Exercise directions: Can you update the data below by replacing "thickest" with "widest" in every line, leaving everything else unchanged?
----- Provided data
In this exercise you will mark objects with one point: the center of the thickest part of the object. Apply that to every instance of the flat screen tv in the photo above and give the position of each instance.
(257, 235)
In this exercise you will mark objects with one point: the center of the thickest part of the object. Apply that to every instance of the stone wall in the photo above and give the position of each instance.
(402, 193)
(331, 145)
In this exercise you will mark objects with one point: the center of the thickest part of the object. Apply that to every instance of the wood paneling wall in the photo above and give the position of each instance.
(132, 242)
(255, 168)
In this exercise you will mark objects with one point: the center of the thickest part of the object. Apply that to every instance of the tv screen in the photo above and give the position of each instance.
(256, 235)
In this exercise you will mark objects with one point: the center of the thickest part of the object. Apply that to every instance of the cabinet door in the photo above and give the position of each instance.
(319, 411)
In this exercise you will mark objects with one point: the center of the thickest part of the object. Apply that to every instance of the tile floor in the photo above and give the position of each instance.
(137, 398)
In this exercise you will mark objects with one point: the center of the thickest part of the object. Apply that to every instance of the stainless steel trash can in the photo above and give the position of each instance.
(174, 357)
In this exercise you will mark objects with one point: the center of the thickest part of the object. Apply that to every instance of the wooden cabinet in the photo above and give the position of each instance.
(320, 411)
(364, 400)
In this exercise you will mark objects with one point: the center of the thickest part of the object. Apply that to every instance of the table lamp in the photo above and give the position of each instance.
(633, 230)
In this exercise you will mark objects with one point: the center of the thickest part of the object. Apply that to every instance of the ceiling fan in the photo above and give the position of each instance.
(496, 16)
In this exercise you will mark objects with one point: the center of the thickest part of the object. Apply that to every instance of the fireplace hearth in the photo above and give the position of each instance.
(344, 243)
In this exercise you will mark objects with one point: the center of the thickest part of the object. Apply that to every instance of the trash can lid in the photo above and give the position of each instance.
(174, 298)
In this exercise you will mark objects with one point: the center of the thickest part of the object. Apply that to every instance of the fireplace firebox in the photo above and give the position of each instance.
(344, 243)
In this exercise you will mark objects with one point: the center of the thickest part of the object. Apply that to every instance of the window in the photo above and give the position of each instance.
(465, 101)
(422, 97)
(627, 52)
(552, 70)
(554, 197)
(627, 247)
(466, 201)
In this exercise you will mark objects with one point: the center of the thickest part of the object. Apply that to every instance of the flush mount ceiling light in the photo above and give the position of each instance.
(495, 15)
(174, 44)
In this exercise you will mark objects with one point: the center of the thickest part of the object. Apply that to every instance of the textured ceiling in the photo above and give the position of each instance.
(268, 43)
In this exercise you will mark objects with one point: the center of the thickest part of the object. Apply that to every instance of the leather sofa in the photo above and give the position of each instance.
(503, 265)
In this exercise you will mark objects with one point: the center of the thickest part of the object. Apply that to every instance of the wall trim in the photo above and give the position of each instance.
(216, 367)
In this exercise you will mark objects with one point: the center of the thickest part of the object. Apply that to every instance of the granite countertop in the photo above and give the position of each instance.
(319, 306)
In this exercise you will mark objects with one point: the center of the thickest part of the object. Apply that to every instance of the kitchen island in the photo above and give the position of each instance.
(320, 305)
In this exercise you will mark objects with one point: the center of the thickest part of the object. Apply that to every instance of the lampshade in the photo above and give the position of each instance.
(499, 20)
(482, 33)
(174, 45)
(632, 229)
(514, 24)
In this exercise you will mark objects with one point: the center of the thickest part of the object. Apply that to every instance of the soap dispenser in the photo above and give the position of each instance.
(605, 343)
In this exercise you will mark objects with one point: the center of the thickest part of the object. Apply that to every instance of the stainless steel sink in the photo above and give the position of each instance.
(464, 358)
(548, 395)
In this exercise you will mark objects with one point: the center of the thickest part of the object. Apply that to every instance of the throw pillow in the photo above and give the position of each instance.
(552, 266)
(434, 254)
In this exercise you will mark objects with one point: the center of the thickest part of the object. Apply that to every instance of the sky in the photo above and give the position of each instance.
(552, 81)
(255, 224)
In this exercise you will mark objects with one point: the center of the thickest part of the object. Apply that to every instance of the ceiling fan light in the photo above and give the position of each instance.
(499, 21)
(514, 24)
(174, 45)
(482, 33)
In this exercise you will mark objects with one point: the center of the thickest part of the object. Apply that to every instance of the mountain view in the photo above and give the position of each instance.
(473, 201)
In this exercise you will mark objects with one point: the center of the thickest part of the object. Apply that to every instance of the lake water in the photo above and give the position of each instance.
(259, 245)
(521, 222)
----------
Solution to the exercise:
In this exercise you will mark objects with one point: the center of the widest part of the object. Apply that to every instance of the flat screen tv in the photo above and give the position of each instance.
(257, 235)
In this exercise you will mark objects with one point: the center of the widest part of the object. Apply that to every instance of the stone wall in the photo above and give the position of each instance.
(402, 193)
(331, 145)
In this exercise you will mark objects with one point: the center of the widest part of the object. Apply that to every instance of the wood paneling wall in the photo above and give the position of each instance.
(132, 242)
(255, 168)
In this exercise you will mark objects with one point: the center of the widest part of the object. Apply that to every instance of the tv screen in the photo above and give the position of each instance.
(256, 235)
In this exercise you will mark objects with one point: the center of the widest part of the object. Apply that to every instance of the cabinet door in the photo above and give the position of each instance.
(319, 411)
In this exercise you will mark objects with one point: the center of the widest part of the object. Apply that to every instance of the tile floor in the photo above and give the position of each instance.
(137, 398)
In this exercise you will mark objects with one point: the center of the widest part of the object. Apply that to every instance of the stainless steel trash can in the photo above and give the position of each instance.
(174, 357)
In this exercise you will mark objects with one point: the center of the widest part of the object. Apply that to every instance of the wooden cabinet in the photo above and give the position of each instance.
(320, 411)
(364, 400)
In this exercise you will mark objects with one point: the center of the widest part of the object. Apply that to every instance of the table lamp in the photo above and give the position of each instance.
(633, 230)
In this exercise you will mark objects with one point: the center of the widest part of the object. Apply that to every instance of the ceiling fan in the photo above and give the position of each instance.
(496, 16)
In this exercise you will mark objects with one point: the center of the widest part of the object. Apply that to every instance of the fireplace hearth in the photo above and give the position of each instance.
(344, 243)
In this exercise you will mark objects with one point: the center of the widest part of the object. Apply that to every instance of the trash can lid in the photo above and give the position of each instance.
(174, 298)
In this exercise you will mark objects with one point: the center of the widest part of the object. Apply that to every instance of the fireplace firebox in the photo above and give the position of each instance.
(344, 243)
In this exercise you will mark objects with one point: the center of the widest part of the object. Apply that to every instance of the window in the photo above and give the position of each instance.
(465, 101)
(422, 97)
(627, 52)
(552, 70)
(554, 197)
(627, 247)
(466, 201)
In this exercise you will mark objects with one point: the center of the widest part of the object. Apply that to every instance of the flush mount ceiling light in the photo above and give the position of each instance.
(495, 15)
(174, 44)
In this exercise you will mark objects with one point: the center of the widest part of the object. Apply that to every instance of the textured ceiling in the photo above and give the position of each instance.
(268, 43)
In this exercise you will mark objects with one point: the center of the widest part of the object. Apply that to every instance of the leather sofa in the photo above and give the position of each instance.
(503, 265)
In this exercise you will mark objects with one point: the center of the widest part of the object. Apply that to every instance of the wall trim in the photo above and give the position of each instance.
(216, 367)
In this exercise you will mark objects with one point: the center of the widest part of the object. Apply that to every instance of the granite countertop in the photo above and give the position of each instance.
(319, 306)
In this exercise you will mark objects with one point: the center of the widest part of the object. Apply that to every instance of the kitchen island in the photo above and give the position of each instance.
(320, 305)
In this exercise you will mark objects with one point: the center of the widest part of the object. Apply that to every instance of the lampshade in the photo above and give the position of each instance.
(499, 20)
(482, 33)
(174, 45)
(632, 229)
(514, 24)
In this exercise you will mark objects with one point: the center of the widest part of the object. Apply that to every instance of the soap dispenser in the photo above and give the position of each instance.
(605, 343)
In this exercise you will mark objects with one point: the center of the widest part of the object. Apply that to every instance of the stainless steel sink in the photo above and give the position of each instance.
(464, 358)
(548, 395)
In this exercise you will mark objects with one point: the center of the widest part of the object. Apply that to every instance of the throw pillow in the photo above and give the position of each instance.
(552, 266)
(434, 254)
In this exercise you will mark objects with one point: the center of the widest part of the object. Apply that to every instance of the sky in the photo above and give the position of each instance.
(552, 81)
(255, 224)
In this exercise you will mark objects with one point: the center of the widest part of the object. Apply that to every instance of the ceiling fan light in the photo above and give the position of each instance.
(499, 21)
(514, 24)
(174, 45)
(482, 33)
In this exercise you will mark objects with one point: the center of the widest part of the object. Apply that to every instance of the mountain view in the photo above and give the position of each instance.
(473, 201)
In this exercise you will mark objects with one point: the center of the widest part of the object. Apply that to every instance of the lake water in the photo above and give the position of each instance.
(259, 245)
(521, 222)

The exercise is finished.